GOAL OF THE EXERCISE → Can you arrange the stretch of data below, from the line containing "the spider front" through the line containing "(1098, 440)", both ends included, as a JSON list of strings with one string per line and no blank lines?

========================================

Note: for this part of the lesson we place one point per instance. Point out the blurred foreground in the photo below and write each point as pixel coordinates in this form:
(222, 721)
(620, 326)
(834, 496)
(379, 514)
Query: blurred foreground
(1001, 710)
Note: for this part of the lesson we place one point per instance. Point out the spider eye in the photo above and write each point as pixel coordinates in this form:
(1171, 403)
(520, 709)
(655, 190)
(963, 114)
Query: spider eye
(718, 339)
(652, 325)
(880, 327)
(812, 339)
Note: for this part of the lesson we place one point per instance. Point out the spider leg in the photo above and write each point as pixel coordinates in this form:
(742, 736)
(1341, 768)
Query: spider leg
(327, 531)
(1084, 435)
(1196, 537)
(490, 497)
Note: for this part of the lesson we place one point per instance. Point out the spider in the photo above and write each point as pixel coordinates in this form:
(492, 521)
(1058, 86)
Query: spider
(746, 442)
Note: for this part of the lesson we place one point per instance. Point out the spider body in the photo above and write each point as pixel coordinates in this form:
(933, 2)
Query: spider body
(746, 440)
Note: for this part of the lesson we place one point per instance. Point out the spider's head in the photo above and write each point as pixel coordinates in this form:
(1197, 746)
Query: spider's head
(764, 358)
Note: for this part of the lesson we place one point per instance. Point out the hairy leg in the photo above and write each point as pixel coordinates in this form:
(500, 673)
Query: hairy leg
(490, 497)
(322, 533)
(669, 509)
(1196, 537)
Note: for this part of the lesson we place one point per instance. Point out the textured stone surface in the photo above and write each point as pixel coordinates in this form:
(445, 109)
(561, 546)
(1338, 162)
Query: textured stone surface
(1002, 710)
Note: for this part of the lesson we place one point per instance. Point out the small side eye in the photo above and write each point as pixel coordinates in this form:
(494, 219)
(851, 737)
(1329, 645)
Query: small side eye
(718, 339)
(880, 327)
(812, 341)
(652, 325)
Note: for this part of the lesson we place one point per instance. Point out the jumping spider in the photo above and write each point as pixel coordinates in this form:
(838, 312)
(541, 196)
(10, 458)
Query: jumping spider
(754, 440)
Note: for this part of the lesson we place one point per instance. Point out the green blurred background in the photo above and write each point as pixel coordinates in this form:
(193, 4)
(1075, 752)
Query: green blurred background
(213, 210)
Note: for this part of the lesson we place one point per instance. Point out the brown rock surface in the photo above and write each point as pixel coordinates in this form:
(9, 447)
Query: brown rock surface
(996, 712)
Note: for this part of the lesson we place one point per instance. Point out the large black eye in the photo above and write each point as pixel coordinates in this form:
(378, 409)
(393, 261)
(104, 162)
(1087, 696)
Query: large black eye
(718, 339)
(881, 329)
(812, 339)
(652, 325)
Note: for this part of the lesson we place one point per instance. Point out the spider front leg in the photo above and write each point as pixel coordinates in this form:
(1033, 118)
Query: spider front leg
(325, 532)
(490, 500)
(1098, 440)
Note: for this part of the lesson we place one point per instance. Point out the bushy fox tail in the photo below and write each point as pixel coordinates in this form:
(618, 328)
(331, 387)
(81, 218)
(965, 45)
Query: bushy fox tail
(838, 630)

========================================

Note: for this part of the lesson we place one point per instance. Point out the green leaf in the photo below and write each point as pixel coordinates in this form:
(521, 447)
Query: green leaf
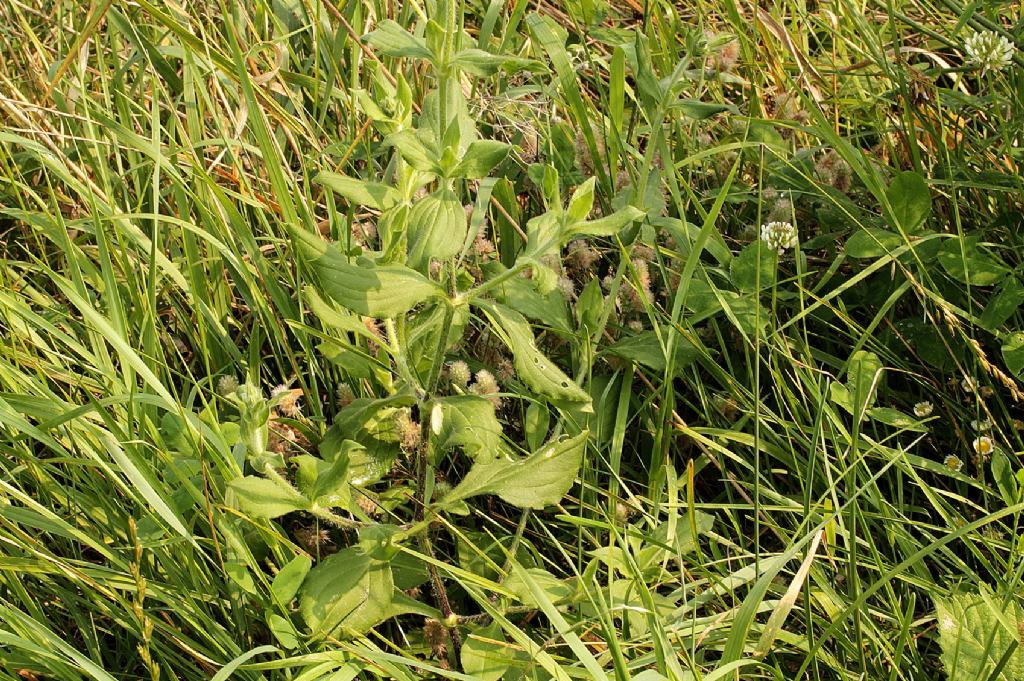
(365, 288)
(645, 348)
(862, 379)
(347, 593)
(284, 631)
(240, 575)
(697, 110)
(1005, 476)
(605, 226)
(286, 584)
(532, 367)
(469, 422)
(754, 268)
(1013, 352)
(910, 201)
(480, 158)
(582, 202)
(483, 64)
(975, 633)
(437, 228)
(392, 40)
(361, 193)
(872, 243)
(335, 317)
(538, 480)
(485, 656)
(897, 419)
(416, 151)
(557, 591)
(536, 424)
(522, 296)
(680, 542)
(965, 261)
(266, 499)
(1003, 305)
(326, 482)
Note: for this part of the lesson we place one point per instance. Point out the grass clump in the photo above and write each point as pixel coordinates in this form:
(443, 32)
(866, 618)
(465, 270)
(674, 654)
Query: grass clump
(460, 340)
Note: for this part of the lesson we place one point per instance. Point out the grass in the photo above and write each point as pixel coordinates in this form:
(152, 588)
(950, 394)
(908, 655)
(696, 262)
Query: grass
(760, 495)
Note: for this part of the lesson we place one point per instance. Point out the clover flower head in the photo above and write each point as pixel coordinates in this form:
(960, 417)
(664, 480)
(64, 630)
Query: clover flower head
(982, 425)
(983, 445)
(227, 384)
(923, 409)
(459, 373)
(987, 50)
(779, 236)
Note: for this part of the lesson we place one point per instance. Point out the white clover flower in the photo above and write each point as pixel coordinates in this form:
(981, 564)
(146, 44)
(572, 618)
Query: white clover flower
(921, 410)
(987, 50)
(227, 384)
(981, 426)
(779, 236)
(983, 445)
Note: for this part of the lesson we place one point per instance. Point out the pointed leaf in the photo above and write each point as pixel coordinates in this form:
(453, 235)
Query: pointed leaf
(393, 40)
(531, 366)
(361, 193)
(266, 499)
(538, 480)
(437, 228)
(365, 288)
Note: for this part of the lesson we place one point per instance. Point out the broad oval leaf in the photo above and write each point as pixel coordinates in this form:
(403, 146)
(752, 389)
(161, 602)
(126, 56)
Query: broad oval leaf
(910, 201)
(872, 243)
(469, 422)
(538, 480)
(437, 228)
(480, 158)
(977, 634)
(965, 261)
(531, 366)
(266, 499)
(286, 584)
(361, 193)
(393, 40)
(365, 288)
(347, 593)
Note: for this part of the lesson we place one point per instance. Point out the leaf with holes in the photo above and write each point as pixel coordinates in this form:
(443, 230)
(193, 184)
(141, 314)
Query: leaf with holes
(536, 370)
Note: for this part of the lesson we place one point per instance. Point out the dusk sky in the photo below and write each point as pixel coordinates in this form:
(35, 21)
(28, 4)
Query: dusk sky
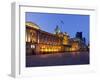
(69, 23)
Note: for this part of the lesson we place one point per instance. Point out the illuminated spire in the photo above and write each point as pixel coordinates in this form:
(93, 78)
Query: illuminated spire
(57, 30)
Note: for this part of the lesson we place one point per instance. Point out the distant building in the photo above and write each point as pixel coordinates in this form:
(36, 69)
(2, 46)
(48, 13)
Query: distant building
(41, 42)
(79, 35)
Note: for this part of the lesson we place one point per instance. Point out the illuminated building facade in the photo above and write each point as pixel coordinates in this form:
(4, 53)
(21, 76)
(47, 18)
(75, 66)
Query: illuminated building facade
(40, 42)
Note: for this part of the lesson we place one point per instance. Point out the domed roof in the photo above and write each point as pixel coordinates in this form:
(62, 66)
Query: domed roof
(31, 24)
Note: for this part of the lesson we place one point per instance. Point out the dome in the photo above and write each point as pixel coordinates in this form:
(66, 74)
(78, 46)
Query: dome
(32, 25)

========================================

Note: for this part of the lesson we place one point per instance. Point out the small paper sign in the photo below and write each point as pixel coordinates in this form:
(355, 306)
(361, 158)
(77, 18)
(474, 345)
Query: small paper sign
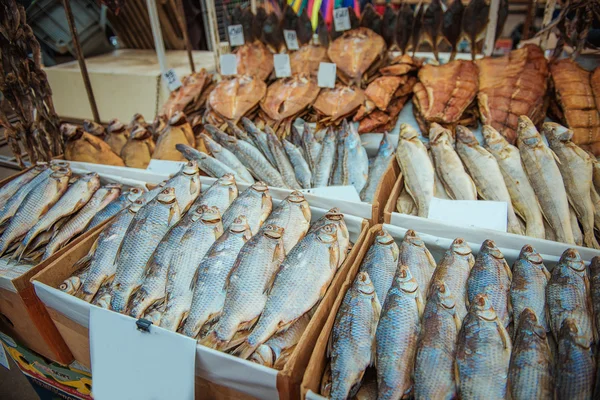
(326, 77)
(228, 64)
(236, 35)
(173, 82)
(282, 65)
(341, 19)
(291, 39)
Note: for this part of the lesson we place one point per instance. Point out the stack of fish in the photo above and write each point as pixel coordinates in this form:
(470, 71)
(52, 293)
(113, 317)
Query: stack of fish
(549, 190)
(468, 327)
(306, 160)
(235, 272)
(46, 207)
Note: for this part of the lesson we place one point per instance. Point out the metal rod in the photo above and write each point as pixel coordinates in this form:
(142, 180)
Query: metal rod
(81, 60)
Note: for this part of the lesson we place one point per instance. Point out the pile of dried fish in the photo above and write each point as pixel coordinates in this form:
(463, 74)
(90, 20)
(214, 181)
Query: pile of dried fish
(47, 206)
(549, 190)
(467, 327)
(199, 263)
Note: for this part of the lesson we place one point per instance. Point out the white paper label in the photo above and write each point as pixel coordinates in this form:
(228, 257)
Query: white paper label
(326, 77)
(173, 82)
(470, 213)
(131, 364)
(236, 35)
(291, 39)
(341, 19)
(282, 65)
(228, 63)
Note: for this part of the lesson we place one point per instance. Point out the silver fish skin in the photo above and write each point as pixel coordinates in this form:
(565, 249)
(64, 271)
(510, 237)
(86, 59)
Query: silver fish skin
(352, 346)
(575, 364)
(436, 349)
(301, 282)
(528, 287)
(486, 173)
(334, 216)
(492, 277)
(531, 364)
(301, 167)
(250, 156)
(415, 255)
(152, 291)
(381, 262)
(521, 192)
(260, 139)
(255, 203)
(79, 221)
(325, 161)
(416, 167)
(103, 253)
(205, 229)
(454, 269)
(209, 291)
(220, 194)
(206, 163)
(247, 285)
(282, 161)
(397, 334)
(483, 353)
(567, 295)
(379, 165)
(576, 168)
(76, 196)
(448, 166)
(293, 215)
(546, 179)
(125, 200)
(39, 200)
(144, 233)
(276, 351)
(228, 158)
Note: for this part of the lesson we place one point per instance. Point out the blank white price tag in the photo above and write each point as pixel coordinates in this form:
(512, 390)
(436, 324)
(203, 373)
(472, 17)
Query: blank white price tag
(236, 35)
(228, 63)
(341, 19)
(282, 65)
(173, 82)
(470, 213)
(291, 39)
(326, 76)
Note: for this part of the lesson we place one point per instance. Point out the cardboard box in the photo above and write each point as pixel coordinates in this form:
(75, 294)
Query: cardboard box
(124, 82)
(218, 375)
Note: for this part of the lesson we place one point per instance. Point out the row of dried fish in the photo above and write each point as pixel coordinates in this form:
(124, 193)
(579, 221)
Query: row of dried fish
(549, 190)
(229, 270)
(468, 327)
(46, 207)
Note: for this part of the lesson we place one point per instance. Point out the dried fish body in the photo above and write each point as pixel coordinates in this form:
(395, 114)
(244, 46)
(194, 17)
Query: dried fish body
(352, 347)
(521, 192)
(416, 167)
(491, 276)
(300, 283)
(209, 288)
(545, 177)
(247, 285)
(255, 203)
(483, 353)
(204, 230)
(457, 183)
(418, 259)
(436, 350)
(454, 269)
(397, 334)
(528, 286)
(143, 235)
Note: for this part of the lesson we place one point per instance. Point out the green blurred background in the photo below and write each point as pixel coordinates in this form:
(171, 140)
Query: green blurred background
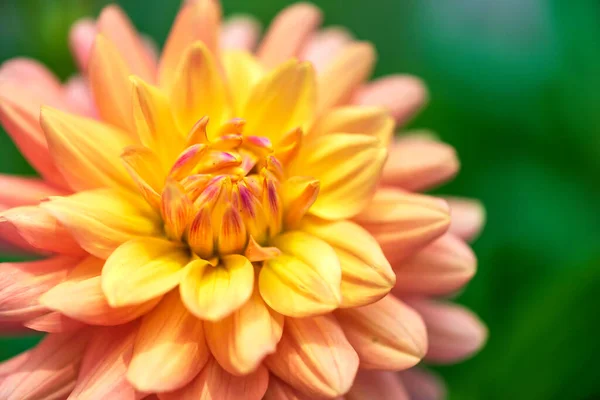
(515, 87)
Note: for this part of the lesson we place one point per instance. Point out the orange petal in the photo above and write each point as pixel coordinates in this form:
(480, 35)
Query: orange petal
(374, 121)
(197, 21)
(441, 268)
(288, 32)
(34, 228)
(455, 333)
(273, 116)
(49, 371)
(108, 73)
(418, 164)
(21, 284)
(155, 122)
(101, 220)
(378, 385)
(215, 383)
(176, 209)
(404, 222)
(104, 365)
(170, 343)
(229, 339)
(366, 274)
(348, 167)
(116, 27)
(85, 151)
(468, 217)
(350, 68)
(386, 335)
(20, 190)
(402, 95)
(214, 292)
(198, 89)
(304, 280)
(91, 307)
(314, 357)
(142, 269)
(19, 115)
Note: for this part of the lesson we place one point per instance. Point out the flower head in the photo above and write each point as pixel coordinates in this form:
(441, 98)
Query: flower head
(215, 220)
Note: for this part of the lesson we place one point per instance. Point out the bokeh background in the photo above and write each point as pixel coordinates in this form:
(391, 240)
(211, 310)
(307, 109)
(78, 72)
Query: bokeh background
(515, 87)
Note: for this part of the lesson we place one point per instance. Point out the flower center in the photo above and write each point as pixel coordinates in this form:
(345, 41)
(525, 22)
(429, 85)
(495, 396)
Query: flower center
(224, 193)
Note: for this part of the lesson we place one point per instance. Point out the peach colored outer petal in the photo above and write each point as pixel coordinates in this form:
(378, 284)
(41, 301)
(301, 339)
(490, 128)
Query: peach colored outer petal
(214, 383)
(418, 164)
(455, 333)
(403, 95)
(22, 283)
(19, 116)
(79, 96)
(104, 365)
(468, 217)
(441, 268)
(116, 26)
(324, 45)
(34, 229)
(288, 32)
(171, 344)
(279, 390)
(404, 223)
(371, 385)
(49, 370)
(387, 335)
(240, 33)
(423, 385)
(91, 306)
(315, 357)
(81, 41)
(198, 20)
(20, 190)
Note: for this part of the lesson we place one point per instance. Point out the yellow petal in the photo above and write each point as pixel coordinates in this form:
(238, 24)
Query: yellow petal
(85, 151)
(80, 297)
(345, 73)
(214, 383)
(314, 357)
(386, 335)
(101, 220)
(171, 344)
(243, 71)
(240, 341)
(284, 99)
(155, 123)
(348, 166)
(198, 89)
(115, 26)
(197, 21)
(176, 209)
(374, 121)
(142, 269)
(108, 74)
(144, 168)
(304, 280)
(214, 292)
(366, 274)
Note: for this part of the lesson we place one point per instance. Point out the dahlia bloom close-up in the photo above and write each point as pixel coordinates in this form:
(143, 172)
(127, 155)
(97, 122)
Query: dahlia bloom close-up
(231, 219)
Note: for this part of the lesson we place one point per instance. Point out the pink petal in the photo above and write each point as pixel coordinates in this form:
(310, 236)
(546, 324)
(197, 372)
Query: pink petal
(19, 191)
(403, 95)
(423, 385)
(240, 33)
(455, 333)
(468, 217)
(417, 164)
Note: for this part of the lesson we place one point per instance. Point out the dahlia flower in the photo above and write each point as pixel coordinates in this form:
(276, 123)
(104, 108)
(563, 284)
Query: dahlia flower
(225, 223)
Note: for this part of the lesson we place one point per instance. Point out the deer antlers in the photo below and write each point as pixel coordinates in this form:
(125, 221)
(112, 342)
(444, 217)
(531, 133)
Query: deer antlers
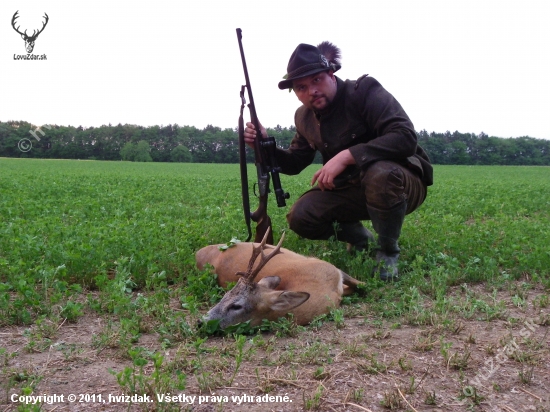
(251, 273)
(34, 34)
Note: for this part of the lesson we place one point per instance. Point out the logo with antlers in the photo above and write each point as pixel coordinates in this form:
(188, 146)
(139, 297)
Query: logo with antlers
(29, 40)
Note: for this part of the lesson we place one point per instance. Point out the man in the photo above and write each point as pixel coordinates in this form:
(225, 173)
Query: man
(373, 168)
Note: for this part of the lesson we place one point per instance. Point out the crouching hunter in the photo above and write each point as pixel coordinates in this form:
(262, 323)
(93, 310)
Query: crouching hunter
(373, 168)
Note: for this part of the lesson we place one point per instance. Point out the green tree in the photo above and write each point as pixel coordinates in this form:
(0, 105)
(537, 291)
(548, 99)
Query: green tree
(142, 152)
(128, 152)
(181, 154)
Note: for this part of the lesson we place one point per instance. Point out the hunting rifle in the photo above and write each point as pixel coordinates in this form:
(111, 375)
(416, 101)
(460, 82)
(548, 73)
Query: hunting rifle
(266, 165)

========================================

TASK RESULT →
[
  "Note: for this part of the lesson we place one point per instance. Point out the spider front leg in the photo above and write each point as pixel coordinates in this form:",
  "(1033, 118)",
  "Query: spider front leg",
  "(325, 532)",
  "(490, 500)",
  "(1098, 440)"
]